Excerpted passage:
'''

I finally heard from Bring a Trailer (BaT) regarding the listing of “the Baby,” the original-owner ’72 2002tii that was owned by my friend Chris’ husband until his death last year. They have assigned us an auction specialist, so I expect that any day now, I’ll engage in the back-and-forth required to craft a listing that both reads in BaT’s house voice as well as conveying some level of useful information. So maybe in a week or two we’ll have an actual auction.

Last week I wrote about the near-debacle with my Lotus Europa’s paint being nearly destroyed by my covering the car for a few days in rain and high heat. After laying the Lotus up for several months, I’ve been working quite a bit on it, since I’ve been entertaining the possibility of driving it to the Lotus Owners Gathering (LOG) 2022 event in West Virginia.

This has appeal for a few reasons. To date, the farthest I’ve driven the car is western Massachusetts. That was just an afternoon tryst; I feel that our relationship needs to be consummated—er, I mean cemented—with a real road trip. The LOG event location, Canaan Valley State Park, is about 600 miles from me and fairly close to the route that I’ve run a dozen times heading down to the Vintage. That’s doable in one day in a normal car.

'''

Task list:
a - According to the car column above, roughly how far away from the writer is Canaan Valley State Park?
b - Reproduce the passage of the car column that starts at "This has appeal" and ends at "a normal car.", putting "long drive" in place of "road trip".

Dataset:
'''

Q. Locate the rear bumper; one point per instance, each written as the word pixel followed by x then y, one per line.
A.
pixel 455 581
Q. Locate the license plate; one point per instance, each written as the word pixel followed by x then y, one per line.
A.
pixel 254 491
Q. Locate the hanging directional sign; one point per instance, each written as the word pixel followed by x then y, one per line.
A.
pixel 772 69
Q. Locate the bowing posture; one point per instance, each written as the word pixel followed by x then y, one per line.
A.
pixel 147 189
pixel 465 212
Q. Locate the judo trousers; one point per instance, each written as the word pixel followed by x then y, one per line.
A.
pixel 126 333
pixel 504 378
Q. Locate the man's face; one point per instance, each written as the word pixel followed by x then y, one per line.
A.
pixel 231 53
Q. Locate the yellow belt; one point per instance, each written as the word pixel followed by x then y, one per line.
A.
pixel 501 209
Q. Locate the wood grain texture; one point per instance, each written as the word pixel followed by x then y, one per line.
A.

'''

List of answers:
a - About 600 miles.

b -
This has appeal for a few reasons. To date, the farthest I’ve driven the car is western Massachusetts. That was just an afternoon tryst; I feel that our relationship needs to be consummated—er, I mean cemented—with a real long drive. The LOG event location, Canaan Valley State Park, is about 600 miles from me and fairly close to the route that I’ve run a dozen times heading down to the Vintage. That’s doable in one day in a normal car.